# Extrait à lire:
Je crois bien que cette année-là fut la première que je passai à Nohant sans Ursule. Probablement nous avions été à Paris pendant l'hiver, et, à mon retour, la séparation était un fait préparé et accompli, car je ne me rappelle pas qu'il ait amené de la surprise et des larmes. Je sais que cette année-là, ou la suivante, Ursule venait me voir tous les dimanches, et nous étions restées tellement liées, que je ne passais pas un samedi sans lui écrire une lettre pour lui recommander de venir le lendemain, et pour lui envoyer un petit cadeau. C'était toujours quelque niaiserie de ma façon, un ouvrage en perles, une découpure en papier, un bout de broderie. Ursule trouvait tout cela magnifique et en faisait des reliques d'amitié.

Ce qui me surprit et me blessa beaucoup, c'est que tout d'un coup elle cessa de me tutoyer. Je crus qu'elle ne m'aimait plus, et quand elle m'eut protesté de son attachement, je crus que c'était une taquinerie, une obstination, je ne sais quoi enfin; mais cela me parut une insulte gratuite, et, pour me consoler, il fallut qu'elle m'avouât que sa tante Julie lui avait solennellement défendu de rester avec moi sur ce pied de familiarité inconvenante. Je courus en demander raison à ma grand'mère, qui confirma l'arrêt en me disant que je comprendrais plus tard combien cela était nécessaire. J'avoue que je ne l'ai jamais compris.

# Consignes à suivre:
1) Répondez brièvement à ces questions sur l'extrait à lire :
(a) Quel jour de la semaine Ursule venait-elle en visite ?
(b) Que faisait Ursule des petits cadeaux qu'elle recevait ?
(c) Qui avait interdit à Ursule le tutoiement ?
2) Reprenez, s'il vous plaît, le récit de l'amitié avec Ursule juste après sa dernière phrase, en quelques phrases.

# Jeu d'enregistrements:

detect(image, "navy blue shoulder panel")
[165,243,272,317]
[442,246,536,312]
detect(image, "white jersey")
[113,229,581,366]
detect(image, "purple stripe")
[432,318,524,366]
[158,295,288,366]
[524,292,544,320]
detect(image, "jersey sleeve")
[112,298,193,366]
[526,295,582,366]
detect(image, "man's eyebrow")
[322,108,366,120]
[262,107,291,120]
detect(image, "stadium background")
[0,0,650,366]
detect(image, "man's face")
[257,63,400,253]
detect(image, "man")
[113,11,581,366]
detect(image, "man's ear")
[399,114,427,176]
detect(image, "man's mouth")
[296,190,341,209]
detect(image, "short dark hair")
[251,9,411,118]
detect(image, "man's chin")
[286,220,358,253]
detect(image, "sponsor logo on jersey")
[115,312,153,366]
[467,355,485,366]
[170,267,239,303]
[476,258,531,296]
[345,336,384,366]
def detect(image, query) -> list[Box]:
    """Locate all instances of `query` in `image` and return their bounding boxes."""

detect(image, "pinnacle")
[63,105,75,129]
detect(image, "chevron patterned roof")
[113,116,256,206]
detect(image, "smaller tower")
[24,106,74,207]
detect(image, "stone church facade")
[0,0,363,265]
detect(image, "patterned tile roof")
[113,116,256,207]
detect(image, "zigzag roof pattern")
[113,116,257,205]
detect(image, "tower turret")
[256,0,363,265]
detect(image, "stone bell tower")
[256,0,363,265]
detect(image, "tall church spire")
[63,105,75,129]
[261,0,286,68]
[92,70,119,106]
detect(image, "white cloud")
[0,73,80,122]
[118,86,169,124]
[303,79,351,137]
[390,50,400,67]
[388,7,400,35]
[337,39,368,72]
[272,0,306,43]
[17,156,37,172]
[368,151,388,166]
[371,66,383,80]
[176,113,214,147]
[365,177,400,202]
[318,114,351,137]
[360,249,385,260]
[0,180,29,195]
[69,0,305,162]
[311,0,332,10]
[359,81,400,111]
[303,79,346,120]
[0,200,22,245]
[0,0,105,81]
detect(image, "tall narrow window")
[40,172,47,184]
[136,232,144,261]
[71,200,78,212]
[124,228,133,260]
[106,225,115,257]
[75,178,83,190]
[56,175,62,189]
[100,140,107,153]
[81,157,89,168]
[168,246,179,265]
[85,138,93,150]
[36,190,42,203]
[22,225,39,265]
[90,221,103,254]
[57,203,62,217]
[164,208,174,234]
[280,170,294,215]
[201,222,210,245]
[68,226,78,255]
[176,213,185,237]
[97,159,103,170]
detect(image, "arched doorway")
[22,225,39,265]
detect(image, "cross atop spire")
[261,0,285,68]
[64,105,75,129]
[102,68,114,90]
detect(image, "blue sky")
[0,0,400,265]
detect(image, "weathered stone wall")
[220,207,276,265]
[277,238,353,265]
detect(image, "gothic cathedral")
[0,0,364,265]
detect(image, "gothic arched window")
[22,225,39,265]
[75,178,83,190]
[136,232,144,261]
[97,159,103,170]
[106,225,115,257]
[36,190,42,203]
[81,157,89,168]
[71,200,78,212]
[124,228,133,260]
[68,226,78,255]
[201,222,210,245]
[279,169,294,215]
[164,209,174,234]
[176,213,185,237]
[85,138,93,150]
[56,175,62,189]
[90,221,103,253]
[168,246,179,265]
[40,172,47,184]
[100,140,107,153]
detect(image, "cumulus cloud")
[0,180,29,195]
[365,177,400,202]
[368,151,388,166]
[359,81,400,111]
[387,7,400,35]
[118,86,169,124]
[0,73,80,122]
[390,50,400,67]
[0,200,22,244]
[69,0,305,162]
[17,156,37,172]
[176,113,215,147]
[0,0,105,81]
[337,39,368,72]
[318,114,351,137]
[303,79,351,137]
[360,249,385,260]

# Réponses dans l'ordre:
1)
(a) Le dimanche.
(b) Elle en faisait des reliques d'amitié.
(c) Sa tante Julie.

2)
J'exigeai qu'Ursule me tutoyât quand nous serions tête à tête; mais comme à ce compte elle n'eût pu guère prendre l'habitude qu'on lui imposait, et qu'elle fut grondée pour avoir laissé échapper en présence de sa tante quelque tu au lieu de vous en parlant à ma personne, je fus forcée de consentir à ce qu'elle perdît avec moi cette douce et naturelle familiarité. Cela me fit souffrir longtemps, et même j'essayai de lui donner de vous pour rétablir l'égalité entre nous. Elle en ressentit beaucoup de chagrin. «Puisqu'on ne vous défend pas de me tutoyer, me disait-elle, ne m'ôtez pas ce plaisir-là; car, au lieu d'un chagrin, ça m'en ferait deux.» Alors comme nous étions assez savantes pour nous amuser des mots de notre première enfance: «Tu vois, lui disais-je, ce que c'est que ce maudit richement, que tu voulais me faire aimer et que je n'aimerai jamais. Cela ne sert qu'à vous empêcher d'être aimé. — Ne croyez pas cela de moi, disait Ursule, vous serez toujours ce que j'aimerai le mieux au monde: que vous soyez riche ou pauvre, ça m'est bien égal.» Cette excellente fille, qui vraiment m'a tenu parole, apprenait l'état de tailleuse, où elle est devenue fort habile. Bien loin d'être paresseuse et prodigue, comme on craignait qu'elle ne le devînt, elle est une des femmes les plus laborieuses et les plus raisonnables que je connaisse.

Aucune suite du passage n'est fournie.